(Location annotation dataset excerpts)

^^^^

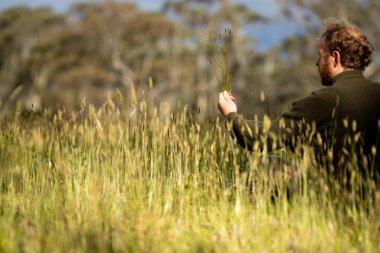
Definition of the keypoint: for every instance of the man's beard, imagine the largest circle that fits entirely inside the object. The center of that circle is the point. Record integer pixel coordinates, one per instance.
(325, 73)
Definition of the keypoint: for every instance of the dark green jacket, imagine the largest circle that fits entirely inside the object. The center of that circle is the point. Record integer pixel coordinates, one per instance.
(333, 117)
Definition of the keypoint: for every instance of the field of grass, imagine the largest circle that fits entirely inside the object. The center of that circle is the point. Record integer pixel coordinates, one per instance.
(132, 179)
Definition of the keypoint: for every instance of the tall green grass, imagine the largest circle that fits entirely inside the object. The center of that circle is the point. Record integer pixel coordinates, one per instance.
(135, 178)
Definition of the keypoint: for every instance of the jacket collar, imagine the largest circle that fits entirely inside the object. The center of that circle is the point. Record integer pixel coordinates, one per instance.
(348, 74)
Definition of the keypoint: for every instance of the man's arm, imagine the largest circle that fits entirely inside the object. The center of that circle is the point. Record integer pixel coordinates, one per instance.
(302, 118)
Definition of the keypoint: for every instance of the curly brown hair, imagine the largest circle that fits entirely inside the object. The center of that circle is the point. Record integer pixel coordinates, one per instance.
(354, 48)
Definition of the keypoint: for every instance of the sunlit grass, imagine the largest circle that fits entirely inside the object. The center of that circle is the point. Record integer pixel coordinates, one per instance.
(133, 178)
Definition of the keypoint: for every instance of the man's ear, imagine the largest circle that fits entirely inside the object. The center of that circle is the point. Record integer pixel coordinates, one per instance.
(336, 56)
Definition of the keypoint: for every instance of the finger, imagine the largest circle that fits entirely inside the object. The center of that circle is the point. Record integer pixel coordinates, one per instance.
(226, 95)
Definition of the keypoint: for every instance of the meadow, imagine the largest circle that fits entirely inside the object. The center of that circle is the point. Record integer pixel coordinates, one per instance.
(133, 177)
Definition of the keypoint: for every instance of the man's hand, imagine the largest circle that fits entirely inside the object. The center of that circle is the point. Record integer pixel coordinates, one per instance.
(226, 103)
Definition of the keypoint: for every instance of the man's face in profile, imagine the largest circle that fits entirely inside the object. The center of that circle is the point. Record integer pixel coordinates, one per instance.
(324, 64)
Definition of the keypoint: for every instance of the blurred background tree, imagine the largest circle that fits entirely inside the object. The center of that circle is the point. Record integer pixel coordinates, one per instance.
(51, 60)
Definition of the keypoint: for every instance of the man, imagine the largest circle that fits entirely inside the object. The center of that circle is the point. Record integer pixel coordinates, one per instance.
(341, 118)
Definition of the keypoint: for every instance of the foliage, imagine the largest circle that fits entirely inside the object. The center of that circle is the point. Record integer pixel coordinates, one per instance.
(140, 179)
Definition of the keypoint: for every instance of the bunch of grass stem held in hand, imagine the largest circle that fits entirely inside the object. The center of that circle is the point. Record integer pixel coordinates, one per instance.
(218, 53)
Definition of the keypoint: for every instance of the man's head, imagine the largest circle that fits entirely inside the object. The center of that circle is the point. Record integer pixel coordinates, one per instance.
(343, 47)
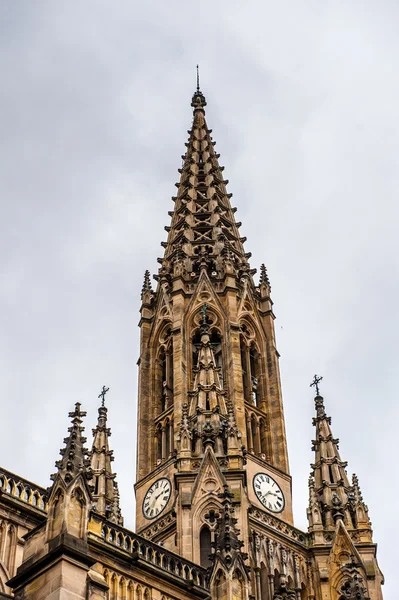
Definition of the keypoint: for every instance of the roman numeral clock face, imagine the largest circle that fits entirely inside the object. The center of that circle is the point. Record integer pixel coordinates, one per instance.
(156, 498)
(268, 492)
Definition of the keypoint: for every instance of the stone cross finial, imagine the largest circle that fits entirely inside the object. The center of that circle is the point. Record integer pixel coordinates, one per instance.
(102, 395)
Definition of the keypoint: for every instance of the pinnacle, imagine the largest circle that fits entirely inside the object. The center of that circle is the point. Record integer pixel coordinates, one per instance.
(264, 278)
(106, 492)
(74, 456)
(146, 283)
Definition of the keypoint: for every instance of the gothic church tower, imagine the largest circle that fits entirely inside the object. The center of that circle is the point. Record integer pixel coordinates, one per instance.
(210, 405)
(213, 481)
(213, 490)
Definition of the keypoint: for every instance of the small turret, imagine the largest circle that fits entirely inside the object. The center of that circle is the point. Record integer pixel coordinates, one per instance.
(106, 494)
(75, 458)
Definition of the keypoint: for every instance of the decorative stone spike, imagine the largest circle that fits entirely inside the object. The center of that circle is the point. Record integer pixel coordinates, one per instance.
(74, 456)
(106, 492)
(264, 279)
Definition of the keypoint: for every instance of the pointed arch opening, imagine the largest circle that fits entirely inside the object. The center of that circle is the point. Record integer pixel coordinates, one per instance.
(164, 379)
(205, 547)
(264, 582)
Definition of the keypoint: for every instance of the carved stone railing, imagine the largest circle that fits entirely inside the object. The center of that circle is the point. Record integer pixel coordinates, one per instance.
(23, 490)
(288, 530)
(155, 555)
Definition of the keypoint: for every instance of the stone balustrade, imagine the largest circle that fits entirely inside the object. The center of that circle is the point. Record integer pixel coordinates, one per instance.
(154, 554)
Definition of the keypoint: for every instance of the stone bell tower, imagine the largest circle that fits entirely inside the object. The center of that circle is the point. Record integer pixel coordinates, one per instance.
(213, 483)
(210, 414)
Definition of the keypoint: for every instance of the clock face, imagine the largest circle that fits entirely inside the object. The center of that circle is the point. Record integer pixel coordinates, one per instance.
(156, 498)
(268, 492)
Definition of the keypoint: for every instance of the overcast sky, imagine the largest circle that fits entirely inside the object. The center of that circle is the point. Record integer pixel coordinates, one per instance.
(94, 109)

^^^^

**Your objective**
Repeat the material above verbatim. Leave the pictures behind.

**The answer**
Definition of the keypoint: for every instance of the man's beard, imagine the largest circle that fits entirely inside the object. The center of that circle is the point. Record integer pixel coordinates, one per instance.
(325, 73)
Definition of the keypoint: for every instance of the dark green jacket, imagine the largest circle that fits entirely inside the object. The center of that circle is the point. Record integer pixel coordinates, one per instance.
(333, 117)
Definition of the keypoint: for every instance of the field of grass, imagine the largest circle that fits entirely inside the object. The center of that circle is the point. Record integer pixel coordinates, one per instance.
(132, 179)
Definition of the keypoint: for every instance of the tall green grass, imagine the largest circle that fits entirely inside the object. The center of that circle is the point. Record integer pixel coordinates, one per instance.
(135, 178)
Definition of the keypoint: for every instance of the jacket collar, imagine the largest circle that fits entirely inside the object. The center of that circle is the point. Record integer pixel coordinates, one per instance.
(348, 74)
Definition of the keypoint: for every instance of the man's arm, imagine the largest circle that fits entirely inside the object. The center of that circle is the point. Record integer pixel coordinates, one per instance.
(302, 118)
Definition of the keypoint: for every instance of the curly brown hair, imagine the largest circle that fits entirely inside the object. The center of that circle is the point. Record integer pixel coordinates, one per instance.
(354, 48)
Definition of the keypoint: for every instance of the sunlit grass, imagine the largest circle that fits entirely inside the object. The center of that circle is the point. Record integer pixel coordinates, one per instance.
(133, 178)
Definition of the keypoint: for every instance of the man's ear, imagine the largest circle that fits entirely inside the object. The center of that circle is the point. Record integer pixel coordinates, one per instance.
(336, 56)
Definition of the keypoint: for every instance of the finger, imagine the largest circle that fits entirely inside the object. The center of that circle is the point. Record integer pixel coordinates, one per instance.
(226, 95)
Definition of the keypoint: for every instance of the meadow, imagine the largest circle that fits entirely inside the object. The center of that circle is the point. Record integer pixel coordinates, one per instance.
(133, 177)
Definition of the keypoint: for every instance of the man's hand, imagine the largest circle that fits entirely inside the object. The center of that circle is the point. Record integer pixel coordinates, one per instance.
(226, 103)
Definition of the keypoint: for every instance of the man's face in profile, imagine the largest circle that fits entirely inside the object. The center of that circle is the point. Record integer pixel coordinates, one per instance.
(324, 64)
Definition of the keypoint: for every instance of the blurred background tree, imagine the largest circle that fits entirely inside the object. The center of that circle is the point. Record integer pixel coordinates, one per instance.
(51, 60)
Definition of the keypoint: for every instance of the man, imagine the largest circle that fits entirely inside the object. The center of that circle is the point. Record integer pixel coordinates, one per instance.
(341, 118)
Definition of the keypoint: for every instance of the foliage, imagine the largest circle that fits entirely inside the object. The center of that circle is the point. Record integer pixel coordinates, one per instance.
(140, 179)
Definition of the keypoint: for every instance of the bunch of grass stem held in hand, imagine the largest circle that fits entirely inside the object. The center of that circle is the point. Record integer pixel coordinates, one per instance.
(218, 53)
Definition of the keypoint: for every instance of the man's head, imagine the largest circle that fits entirely inside the object. The center of that circle is the point. Record integer pixel coordinates, one per instance.
(343, 47)
Definition of the keypoint: for every instance of the roman numeral clock face, imagine the largest circle that fits entirely inside the object. The center of that circle is the point. Record integer pixel coordinates, one per instance.
(156, 498)
(268, 492)
Definition of the keypoint: for every instance of the stone cross finial, imagine the largest circle that fits entirely inside the object. The center of that circle is the point. Record integer pixel coordinates, one per instance.
(102, 395)
Definition of the keypoint: for every instance of the pinnacle, imagine the largest circle that fits entirely inside the object. The center of that circle is the point. Record integer pixel coordinates, one per instance.
(264, 278)
(106, 492)
(74, 456)
(146, 283)
Definition of the keypoint: for every instance of the gothic church tower, imagine the largest circle that fits entirely inside the object. The center of that circle is the point. Record integer pixel coordinates, one per instance.
(210, 405)
(213, 481)
(213, 490)
Definition of the keypoint: for every instance of the small turret, imagine the largest circle that fits entirely inside the object. The center of that circle is the point. Record integer pixel coordinates, one per instance.
(106, 494)
(75, 458)
Definition of the keypoint: for every instance of the decorative stone spike, imagine the largest circle that fits entirely inside the object. The center of that circle is the point. Record integer pixel coordinates, one per instance.
(74, 456)
(106, 492)
(264, 279)
Definition of the keypoint: for every instance of the pointed arch opening, imagine the largest circle that fits entirely inside the object. The center of that circle is the point. Record integer pixel coordinates, one per instance.
(164, 379)
(205, 547)
(264, 582)
Definition of the keypoint: for every instance of the carved stone railing, imagine the largest circle that fits entirely inside the object. The center of that circle is the point. Record integer pixel coordinates, one per instance.
(23, 490)
(288, 530)
(155, 555)
Definition of the keypoint: for every instance of the stone balustrade, imagine the largest circle that fits entirely inside the object. The center of that circle is the point. Record integer pixel coordinates, one per instance.
(154, 554)
Definition of the keypoint: for every instance of the stone bell tower, imagine the largest circle that fits entirely inside the object. The center of that circle is the point. Record integer pixel coordinates, one per instance.
(213, 483)
(210, 414)
Definition of the keypoint: for every instance of the clock face, imagine the largest circle that fits entirely inside the object. The center of that circle is the point. Record integer pixel coordinates, one per instance.
(156, 498)
(268, 492)
Definition of the keypoint: for every instance of the overcast sky, imagine the largest circle that fits entirely inside the object. The center of that circle is the point. Record integer pixel coordinates, one per instance.
(94, 109)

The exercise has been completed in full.